[Records]

──────────

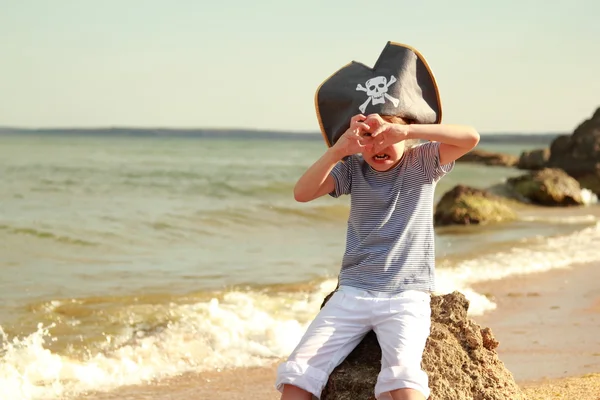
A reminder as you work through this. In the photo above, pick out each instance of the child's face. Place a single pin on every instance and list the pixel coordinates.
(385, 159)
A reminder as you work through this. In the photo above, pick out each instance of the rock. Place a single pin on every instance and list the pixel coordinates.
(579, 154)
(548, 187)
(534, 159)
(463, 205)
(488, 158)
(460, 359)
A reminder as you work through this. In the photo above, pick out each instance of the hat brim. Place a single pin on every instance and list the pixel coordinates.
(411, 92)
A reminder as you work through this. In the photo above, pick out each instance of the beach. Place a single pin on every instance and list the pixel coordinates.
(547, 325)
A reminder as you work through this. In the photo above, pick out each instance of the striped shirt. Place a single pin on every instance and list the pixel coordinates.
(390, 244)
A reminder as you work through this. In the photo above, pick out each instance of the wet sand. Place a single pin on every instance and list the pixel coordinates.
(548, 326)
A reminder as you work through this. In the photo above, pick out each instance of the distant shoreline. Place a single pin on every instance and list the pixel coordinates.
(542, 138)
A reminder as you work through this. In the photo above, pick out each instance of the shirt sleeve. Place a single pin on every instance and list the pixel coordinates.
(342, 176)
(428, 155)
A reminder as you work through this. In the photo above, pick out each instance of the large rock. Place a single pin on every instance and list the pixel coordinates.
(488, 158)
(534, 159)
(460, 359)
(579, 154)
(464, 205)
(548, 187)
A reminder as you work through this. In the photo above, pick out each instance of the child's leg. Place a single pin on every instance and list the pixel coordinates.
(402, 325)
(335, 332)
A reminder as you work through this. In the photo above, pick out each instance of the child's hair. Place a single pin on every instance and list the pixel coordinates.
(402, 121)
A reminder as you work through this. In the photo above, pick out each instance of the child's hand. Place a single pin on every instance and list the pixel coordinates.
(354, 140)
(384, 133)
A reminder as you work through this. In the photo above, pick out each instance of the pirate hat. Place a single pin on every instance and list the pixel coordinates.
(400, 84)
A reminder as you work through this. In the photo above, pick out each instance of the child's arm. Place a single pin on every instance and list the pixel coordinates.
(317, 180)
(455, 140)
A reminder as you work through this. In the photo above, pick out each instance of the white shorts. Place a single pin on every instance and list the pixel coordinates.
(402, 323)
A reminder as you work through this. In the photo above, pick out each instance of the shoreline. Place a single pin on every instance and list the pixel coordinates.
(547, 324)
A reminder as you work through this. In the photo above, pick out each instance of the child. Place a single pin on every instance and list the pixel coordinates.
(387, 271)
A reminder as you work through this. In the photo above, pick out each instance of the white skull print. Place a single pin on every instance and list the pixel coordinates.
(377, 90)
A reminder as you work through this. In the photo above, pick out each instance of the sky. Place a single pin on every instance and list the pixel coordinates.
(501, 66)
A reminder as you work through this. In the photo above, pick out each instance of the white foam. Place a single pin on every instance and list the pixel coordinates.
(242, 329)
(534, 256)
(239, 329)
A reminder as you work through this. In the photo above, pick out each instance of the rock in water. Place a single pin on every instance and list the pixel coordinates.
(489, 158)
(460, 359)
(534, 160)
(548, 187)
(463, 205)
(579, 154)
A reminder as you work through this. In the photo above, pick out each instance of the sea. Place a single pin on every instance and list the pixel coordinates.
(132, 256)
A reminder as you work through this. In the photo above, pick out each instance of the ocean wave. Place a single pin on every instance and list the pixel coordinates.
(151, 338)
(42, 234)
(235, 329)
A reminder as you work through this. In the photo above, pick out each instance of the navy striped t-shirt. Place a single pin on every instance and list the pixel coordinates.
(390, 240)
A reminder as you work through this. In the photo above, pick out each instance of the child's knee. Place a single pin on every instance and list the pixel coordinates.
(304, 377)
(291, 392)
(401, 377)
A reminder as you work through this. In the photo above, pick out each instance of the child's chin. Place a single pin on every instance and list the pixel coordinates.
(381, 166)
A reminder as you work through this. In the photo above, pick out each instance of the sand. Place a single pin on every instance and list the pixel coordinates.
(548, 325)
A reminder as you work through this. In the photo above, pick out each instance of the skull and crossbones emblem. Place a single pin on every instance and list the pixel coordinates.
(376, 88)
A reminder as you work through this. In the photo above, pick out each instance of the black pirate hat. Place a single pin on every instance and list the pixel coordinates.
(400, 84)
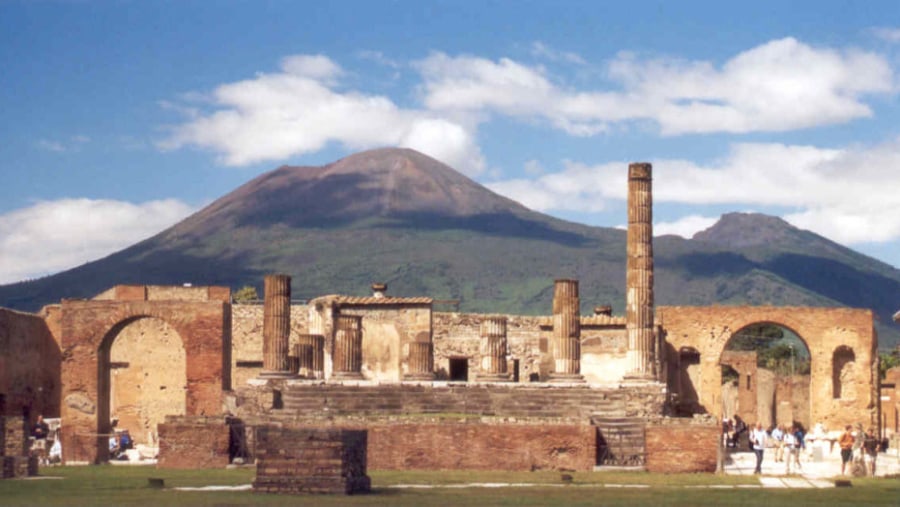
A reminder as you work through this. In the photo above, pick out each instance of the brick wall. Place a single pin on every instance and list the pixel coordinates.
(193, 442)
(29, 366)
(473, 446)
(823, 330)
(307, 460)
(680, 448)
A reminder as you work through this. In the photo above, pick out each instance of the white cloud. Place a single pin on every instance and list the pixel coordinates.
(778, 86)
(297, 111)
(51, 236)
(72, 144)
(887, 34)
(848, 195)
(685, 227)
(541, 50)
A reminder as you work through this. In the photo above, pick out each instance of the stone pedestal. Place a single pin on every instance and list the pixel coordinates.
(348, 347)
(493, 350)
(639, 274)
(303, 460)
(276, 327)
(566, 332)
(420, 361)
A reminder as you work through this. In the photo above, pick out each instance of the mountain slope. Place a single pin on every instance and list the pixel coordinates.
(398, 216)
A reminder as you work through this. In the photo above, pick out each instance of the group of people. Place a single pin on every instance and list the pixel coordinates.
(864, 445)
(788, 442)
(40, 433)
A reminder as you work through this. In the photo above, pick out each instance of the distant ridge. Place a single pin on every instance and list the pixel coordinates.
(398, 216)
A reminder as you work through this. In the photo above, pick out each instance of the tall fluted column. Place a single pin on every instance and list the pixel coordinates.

──────────

* **STATED PROBLEM**
Can you reproduce, character for character, the part of the entries above that opens with the line containing "the distant ridge." and closes with the final line of the entries?

* **SOLVED PROBLEM**
A reminder as you work through this. In the photo above, pick out each instance of the distant ridge. Place a single pin on every instance and list the pixel coordinates.
(398, 216)
A reminder as you work through this. In the photo above, pick out each instance of the tall fluted column. Place a single pin on every instance and list the pixel coordinates.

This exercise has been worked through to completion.